* [TEXT EXTRACT]
......

It’s safe to say we spend a lot more time figuring out how we’re going to save for retirement, than how we’re going to withdraw those savings. Here are some tips that may help.

The 4% rule

In the 1990s, financial planner William Bengen used historical data to determine that, as a rule of thumb, for most people, withdrawing 4% of their retirement nest-egg each year would allow them to enjoy a steady income for 25 to 30 years. 

However, there are some things to remember about the 4% rule:

  • You’ll still have to pay income taxes from this annual amount
  • You may need to adjust for the annual inflation rate (how much goods and services increase in price each year)
  • It doesn’t consider investment returns on your remaining retirement savings 

For many people, the 4% rule will be more like a guideline. Some years they may withdraw more, some years less, depending on their plans and lifestyle. 

Estimating your own retirement income needs

It’s difficult to calculate exactly how long your money will last in retirement. However, you can estimate using these steps: 

  1. Add up all your retirement savings including registered retirement savings plans (RRSPs), tax-free savings accounts (TFSAs) and non-registered accounts. Your retirement savings may also include the sale of a business. Divide your savings by the number of years you expect to live in retirement to get an estimated annual income amount from your savings.

......

* [SOURCE EXCERPT]
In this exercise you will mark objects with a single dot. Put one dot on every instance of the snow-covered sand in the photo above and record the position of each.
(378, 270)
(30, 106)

......

* [WHAT THE TASK REQUIRES]
In the retirement withdrawal text, why is withdrawing 4% of a retirement nest-egg each year presented as a rule of thumb? Answer in one to three sentences. The data isn't needed here.

* [RESPONSE]
In the 1990s, William Bengen used historical data and found that, for most people, withdrawing 4% of their retirement nest-egg each year would give them a steady income for 25 to 30 years. That finding is why the 4% figure serves as a rule of thumb.